§ TASK TO CARRY OUT: Please rewrite the material starting from its first line and going on through the line with "159 174 L 166", changing "black shorts" to "dark shorts" and leaving everything else as it is.

[Shape annotation entries]

________________________________________

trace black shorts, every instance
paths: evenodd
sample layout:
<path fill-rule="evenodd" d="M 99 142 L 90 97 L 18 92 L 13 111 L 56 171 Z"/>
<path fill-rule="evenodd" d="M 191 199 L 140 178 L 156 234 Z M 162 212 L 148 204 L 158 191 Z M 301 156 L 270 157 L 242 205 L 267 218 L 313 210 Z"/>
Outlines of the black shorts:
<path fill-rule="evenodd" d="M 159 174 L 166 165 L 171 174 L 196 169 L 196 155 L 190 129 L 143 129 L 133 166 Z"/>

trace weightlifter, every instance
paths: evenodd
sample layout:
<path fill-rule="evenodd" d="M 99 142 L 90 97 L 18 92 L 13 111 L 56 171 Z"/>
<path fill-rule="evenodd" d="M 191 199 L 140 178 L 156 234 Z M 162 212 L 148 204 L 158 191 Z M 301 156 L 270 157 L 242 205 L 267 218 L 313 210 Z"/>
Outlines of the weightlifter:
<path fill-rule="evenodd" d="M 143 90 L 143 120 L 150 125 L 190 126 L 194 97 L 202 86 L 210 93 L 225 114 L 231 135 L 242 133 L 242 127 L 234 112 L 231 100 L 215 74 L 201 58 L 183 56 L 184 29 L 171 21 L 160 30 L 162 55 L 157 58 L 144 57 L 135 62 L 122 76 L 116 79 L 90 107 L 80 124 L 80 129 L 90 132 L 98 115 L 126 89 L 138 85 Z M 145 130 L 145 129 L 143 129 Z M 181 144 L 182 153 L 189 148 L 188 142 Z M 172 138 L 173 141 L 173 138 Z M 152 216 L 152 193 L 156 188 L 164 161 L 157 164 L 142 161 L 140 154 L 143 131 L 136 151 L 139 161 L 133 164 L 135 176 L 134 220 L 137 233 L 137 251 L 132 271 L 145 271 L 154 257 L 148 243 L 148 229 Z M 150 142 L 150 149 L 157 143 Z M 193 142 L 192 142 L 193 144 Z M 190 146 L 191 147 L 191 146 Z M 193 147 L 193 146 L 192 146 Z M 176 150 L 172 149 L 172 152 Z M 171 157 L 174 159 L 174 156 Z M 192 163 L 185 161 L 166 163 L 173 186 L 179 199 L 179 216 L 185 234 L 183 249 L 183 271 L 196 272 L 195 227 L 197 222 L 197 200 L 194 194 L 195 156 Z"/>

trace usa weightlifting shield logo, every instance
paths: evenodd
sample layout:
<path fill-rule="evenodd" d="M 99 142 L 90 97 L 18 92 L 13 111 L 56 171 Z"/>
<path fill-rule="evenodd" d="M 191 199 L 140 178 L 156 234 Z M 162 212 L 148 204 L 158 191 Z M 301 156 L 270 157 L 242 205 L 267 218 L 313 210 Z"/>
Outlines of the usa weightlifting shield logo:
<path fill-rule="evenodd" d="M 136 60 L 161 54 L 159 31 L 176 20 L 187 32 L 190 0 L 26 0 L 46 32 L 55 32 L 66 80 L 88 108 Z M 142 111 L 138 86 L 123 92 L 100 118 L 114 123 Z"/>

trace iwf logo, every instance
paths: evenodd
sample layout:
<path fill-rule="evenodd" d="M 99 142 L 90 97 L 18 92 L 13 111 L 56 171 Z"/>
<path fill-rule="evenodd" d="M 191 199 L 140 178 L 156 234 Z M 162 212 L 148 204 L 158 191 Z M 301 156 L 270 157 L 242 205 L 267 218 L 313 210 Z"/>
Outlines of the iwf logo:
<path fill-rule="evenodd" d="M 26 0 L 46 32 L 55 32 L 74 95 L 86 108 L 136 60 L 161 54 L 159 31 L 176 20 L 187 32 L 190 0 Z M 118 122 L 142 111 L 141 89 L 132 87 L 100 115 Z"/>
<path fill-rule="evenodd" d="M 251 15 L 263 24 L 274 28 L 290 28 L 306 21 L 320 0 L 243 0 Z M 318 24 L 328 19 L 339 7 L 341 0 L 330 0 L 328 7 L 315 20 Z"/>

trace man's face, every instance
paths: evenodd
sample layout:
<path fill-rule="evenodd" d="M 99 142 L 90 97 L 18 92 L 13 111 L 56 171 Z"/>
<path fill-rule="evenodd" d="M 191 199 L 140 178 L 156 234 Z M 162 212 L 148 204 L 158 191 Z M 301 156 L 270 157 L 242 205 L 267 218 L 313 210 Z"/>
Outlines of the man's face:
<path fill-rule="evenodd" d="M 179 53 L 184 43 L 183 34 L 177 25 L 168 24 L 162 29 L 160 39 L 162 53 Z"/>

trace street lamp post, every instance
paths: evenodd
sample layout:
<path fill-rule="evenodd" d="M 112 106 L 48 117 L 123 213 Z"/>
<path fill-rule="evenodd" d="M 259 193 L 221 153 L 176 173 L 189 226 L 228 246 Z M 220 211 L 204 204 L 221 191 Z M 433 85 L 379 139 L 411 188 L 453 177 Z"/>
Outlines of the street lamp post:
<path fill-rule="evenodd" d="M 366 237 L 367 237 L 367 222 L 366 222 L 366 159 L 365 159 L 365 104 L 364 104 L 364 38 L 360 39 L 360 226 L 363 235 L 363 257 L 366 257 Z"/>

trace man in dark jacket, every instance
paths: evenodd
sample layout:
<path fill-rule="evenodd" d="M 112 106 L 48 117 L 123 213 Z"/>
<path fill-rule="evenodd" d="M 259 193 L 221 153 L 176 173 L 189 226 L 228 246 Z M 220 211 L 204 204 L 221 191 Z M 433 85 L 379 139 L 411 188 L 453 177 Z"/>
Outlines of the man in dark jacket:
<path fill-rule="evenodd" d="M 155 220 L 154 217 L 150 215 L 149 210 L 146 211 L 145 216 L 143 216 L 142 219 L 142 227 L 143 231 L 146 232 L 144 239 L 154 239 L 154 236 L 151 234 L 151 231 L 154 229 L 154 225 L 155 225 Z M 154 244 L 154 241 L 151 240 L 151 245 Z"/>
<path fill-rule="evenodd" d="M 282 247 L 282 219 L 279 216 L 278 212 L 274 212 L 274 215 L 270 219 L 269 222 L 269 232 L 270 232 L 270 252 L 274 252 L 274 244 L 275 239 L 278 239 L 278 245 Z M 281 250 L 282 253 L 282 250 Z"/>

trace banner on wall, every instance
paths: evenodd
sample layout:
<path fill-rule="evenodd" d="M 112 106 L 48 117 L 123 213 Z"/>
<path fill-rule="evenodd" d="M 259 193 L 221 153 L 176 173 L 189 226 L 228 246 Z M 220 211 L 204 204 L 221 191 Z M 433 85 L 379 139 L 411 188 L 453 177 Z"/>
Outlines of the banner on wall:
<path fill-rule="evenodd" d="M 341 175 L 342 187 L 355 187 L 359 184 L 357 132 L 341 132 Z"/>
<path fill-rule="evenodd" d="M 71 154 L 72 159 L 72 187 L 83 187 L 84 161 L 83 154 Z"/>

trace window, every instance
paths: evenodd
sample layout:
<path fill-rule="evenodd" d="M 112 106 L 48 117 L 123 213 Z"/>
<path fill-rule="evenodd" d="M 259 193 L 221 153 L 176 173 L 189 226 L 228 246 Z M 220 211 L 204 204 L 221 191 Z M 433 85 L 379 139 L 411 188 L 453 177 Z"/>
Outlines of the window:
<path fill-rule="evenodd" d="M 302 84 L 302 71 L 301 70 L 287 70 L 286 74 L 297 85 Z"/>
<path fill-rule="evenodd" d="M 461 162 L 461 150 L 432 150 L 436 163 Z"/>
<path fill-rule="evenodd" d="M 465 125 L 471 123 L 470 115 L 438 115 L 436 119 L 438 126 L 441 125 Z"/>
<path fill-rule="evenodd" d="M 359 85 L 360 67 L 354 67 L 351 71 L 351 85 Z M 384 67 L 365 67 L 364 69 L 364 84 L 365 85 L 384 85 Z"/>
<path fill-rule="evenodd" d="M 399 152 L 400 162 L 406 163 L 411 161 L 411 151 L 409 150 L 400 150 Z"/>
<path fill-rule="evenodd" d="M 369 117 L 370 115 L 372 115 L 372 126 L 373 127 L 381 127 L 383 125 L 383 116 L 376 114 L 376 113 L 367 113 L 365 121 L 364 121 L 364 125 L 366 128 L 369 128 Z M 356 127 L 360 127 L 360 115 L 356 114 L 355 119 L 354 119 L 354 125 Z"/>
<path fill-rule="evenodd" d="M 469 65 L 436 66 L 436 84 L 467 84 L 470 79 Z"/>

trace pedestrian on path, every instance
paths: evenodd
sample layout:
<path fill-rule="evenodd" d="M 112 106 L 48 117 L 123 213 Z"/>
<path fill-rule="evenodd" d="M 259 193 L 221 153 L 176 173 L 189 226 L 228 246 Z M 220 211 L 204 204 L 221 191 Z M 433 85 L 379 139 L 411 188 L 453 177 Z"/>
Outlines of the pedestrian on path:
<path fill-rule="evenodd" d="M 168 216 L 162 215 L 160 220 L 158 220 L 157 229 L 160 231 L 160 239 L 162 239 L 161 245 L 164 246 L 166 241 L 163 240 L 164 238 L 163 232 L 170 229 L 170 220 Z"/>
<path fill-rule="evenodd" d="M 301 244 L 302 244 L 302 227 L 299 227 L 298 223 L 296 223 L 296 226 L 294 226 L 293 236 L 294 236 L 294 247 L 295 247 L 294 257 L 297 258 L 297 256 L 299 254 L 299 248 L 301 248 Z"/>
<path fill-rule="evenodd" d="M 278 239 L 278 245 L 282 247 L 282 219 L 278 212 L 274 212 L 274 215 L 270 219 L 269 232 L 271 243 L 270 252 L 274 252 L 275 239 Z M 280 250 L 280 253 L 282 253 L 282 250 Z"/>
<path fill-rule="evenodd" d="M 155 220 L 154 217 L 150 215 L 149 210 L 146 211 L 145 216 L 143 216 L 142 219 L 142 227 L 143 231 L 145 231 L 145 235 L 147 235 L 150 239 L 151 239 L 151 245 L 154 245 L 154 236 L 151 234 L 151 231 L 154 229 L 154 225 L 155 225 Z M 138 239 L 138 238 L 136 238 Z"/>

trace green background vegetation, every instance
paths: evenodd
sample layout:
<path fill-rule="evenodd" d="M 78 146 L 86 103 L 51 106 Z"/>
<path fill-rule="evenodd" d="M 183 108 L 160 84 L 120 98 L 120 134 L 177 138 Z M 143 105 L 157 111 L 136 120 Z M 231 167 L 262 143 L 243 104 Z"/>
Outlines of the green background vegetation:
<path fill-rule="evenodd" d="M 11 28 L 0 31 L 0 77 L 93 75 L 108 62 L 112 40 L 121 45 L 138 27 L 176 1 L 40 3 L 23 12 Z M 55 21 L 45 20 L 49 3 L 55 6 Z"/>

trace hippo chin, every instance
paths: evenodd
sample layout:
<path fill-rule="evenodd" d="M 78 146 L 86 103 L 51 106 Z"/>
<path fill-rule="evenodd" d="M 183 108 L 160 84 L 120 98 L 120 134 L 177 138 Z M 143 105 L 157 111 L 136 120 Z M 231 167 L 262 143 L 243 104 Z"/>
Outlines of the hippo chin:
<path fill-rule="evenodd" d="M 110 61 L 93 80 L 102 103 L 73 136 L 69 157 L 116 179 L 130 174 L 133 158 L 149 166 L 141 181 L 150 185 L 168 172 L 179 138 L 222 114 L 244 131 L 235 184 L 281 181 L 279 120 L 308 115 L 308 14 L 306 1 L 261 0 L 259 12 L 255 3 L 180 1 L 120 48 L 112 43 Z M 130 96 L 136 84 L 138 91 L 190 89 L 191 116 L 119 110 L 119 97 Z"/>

________________________________________

§ RESPONSE TO THE EXERCISE:
trace dark shorts, every instance
paths: evenodd
sample layout:
<path fill-rule="evenodd" d="M 99 142 L 90 97 L 18 92 L 13 111 L 56 171 Z"/>
<path fill-rule="evenodd" d="M 191 199 L 140 178 L 156 234 Z M 162 212 L 148 204 L 158 191 Z M 301 156 L 270 157 L 242 205 L 267 218 L 313 210 Z"/>
Outlines of the dark shorts:
<path fill-rule="evenodd" d="M 159 174 L 166 165 L 171 174 L 196 169 L 196 155 L 190 129 L 143 129 L 133 166 Z"/>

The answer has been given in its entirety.